▶ **The problem**
All that is wanted is an exact copy of the lines below, starting at the one that contains "box: [437, 217, 572, 330]" and running to the end.
*** Opening Data for this exercise ***
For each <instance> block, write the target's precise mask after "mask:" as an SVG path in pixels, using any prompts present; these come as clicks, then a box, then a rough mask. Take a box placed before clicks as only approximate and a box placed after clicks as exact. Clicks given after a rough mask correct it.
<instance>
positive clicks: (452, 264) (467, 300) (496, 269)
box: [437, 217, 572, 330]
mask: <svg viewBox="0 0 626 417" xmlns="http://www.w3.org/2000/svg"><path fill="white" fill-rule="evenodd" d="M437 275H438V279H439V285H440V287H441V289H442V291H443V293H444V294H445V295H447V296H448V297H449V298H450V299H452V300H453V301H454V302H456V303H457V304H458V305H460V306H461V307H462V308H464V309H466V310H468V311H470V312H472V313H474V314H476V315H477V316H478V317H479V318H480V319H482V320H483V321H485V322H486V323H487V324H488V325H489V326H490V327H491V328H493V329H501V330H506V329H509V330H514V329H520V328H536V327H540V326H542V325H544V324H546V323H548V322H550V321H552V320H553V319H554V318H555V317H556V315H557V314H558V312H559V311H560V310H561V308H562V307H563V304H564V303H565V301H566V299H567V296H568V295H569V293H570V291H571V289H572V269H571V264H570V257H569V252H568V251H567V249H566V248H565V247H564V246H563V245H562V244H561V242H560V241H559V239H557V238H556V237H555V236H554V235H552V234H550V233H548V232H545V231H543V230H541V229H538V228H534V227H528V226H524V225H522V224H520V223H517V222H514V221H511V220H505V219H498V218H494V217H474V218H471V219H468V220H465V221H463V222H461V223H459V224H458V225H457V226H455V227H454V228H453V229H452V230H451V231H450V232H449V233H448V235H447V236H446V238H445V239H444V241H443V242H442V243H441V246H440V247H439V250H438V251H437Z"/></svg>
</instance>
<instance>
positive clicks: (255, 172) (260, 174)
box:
*** Closing Data for this exercise ***
▶ **Your response**
box: [437, 217, 572, 330]
mask: <svg viewBox="0 0 626 417" xmlns="http://www.w3.org/2000/svg"><path fill="white" fill-rule="evenodd" d="M437 275H438V279H439V285H440V287H441V289H442V291H443V293H444V294H445V295H447V296H448V297H449V298H450V299H452V300H453V301H454V302H456V303H457V304H458V305H460V306H461V307H462V308H464V309H466V310H468V311H470V312H472V313H474V314H476V315H477V316H478V317H479V318H480V319H482V320H483V321H485V322H486V323H487V324H488V325H489V326H490V327H491V328H493V329H501V330H506V329H509V330H514V329H520V328H536V327H540V326H542V325H544V324H546V323H548V322H550V321H552V320H553V319H554V318H555V317H556V315H557V314H558V312H559V311H560V310H561V308H562V307H563V304H564V303H565V301H566V299H567V296H568V295H569V293H570V291H571V289H572V269H571V264H570V257H569V252H568V251H567V249H566V248H565V247H564V246H563V245H562V244H561V242H560V241H559V239H557V238H556V237H555V236H554V235H552V234H550V233H548V232H545V231H543V230H541V229H538V228H534V227H528V226H524V225H522V224H520V223H517V222H514V221H511V220H505V219H498V218H494V217H474V218H471V219H468V220H465V221H463V222H461V223H459V224H458V225H457V226H455V227H454V228H453V229H452V230H451V231H450V232H449V233H448V235H447V236H446V238H445V239H444V241H443V242H442V243H441V246H440V247H439V250H438V251H437Z"/></svg>
</instance>
<instance>
positive clicks: (255, 172) (260, 174)
box:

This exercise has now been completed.